» **What you should do**
Locate the line containing "of the leaf" in the data below. Reproduce it and every following line up to the end, exactly as given.

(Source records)
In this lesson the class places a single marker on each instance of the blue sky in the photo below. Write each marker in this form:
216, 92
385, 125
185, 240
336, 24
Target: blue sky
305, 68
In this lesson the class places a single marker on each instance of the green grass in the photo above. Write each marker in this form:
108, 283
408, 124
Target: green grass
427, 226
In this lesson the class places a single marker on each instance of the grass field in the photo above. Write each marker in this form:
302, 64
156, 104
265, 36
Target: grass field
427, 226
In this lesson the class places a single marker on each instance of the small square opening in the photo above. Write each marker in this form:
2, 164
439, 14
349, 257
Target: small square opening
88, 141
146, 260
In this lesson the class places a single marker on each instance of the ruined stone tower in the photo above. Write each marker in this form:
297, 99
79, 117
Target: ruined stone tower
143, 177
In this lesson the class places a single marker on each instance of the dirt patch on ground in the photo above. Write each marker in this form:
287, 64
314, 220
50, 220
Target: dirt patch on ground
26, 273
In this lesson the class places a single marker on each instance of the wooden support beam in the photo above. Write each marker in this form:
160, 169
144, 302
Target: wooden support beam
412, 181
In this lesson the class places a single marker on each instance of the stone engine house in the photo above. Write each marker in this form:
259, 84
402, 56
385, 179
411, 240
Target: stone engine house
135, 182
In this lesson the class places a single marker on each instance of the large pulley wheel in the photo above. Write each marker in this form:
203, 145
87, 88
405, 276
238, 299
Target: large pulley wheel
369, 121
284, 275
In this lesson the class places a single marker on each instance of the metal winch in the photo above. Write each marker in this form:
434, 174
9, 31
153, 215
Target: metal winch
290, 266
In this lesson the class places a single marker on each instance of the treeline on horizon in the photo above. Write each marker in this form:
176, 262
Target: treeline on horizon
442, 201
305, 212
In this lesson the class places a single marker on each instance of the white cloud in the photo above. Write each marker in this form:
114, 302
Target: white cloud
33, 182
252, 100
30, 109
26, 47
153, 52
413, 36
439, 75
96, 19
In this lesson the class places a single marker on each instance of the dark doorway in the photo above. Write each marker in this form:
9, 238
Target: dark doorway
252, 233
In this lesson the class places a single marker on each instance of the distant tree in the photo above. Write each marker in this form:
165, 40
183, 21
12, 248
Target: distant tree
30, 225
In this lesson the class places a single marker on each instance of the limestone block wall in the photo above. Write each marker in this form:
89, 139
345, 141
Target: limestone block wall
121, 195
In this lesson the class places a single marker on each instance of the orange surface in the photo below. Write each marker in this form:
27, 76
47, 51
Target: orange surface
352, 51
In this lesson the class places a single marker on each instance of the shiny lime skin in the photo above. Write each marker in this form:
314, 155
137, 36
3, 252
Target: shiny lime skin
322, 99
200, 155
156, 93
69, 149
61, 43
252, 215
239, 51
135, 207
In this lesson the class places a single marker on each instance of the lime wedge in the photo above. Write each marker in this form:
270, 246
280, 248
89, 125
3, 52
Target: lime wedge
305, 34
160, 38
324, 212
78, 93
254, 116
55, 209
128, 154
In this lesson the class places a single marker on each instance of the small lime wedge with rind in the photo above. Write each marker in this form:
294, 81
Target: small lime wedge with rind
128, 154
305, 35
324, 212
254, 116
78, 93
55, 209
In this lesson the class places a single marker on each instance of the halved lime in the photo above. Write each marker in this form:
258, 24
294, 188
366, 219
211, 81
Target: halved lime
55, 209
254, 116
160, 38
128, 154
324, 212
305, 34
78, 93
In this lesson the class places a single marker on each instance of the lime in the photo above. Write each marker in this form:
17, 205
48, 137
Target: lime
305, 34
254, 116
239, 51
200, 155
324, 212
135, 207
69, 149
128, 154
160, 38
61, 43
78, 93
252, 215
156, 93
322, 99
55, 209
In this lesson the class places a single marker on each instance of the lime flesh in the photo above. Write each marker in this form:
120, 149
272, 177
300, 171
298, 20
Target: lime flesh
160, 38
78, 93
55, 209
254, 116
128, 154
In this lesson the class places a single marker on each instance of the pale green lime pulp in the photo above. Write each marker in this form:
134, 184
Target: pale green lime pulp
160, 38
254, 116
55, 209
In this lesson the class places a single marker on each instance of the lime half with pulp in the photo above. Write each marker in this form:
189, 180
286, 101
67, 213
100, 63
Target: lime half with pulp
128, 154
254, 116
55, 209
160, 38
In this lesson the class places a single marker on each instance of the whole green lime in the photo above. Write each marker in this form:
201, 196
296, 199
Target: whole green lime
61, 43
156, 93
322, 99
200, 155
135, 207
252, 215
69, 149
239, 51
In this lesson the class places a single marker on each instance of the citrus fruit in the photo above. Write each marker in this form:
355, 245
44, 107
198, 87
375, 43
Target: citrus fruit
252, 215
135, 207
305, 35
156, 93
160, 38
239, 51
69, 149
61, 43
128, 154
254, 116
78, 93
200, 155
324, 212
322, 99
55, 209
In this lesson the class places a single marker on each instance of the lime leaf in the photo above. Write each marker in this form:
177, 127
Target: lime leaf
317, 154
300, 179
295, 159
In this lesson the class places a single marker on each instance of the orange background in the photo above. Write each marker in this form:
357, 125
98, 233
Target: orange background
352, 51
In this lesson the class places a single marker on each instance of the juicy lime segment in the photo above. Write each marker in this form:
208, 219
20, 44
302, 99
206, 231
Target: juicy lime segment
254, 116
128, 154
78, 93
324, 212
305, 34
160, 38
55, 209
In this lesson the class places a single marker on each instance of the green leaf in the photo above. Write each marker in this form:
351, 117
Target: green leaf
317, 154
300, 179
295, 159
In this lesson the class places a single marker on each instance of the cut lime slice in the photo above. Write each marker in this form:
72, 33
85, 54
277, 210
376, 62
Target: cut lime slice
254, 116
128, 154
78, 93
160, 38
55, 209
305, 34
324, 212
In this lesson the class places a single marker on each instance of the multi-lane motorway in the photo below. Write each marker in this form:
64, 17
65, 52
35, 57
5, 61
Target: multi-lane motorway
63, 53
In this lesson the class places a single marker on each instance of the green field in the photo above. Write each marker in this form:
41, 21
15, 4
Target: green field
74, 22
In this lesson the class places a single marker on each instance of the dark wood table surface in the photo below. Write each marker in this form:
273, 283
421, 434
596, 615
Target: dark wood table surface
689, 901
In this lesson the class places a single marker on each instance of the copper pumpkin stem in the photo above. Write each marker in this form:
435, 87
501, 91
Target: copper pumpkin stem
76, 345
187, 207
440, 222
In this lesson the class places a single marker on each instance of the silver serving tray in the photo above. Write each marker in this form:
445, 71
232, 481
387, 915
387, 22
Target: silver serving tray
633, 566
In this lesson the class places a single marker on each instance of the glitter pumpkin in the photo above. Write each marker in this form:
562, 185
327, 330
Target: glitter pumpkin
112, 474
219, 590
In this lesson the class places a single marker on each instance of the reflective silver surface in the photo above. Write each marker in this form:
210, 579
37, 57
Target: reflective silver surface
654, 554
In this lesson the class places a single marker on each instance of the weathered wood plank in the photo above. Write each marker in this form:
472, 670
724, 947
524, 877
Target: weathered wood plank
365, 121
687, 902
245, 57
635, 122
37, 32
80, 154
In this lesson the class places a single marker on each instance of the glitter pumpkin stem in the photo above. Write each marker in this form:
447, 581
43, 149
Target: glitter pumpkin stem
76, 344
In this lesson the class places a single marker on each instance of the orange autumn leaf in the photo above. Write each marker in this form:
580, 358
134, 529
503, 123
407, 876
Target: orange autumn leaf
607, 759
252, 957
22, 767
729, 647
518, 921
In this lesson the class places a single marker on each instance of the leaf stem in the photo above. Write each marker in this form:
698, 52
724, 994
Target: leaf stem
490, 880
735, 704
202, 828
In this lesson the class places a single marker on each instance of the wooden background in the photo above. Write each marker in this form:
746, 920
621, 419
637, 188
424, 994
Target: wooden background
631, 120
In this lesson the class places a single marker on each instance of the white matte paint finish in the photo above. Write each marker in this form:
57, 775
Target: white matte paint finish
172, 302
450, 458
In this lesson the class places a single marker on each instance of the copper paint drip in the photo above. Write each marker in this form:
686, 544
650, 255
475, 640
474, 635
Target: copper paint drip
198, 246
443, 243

» **Expected output**
In this lesson the class places a single marker on each instance of the leaf stem in the photo above. Write each marker in this form:
698, 52
724, 994
Target: leaf stem
490, 880
735, 704
202, 828
In this lesson the class places a single marker on each instance of the wooden background in the photo above. Write each marker in this form:
746, 920
621, 419
637, 188
424, 994
Target: wooden background
631, 120
In this lesson the class places a single marker on each instance of the white matte paint finish in the photo above. Write each marker in this form:
57, 775
Target: white matte paint finish
172, 302
450, 458
In this lesson the class places a single marker on each instance of the copper paint drip in the photo above. Write each marker in this form:
686, 544
650, 255
475, 640
474, 635
Target: copper paint drip
198, 246
443, 243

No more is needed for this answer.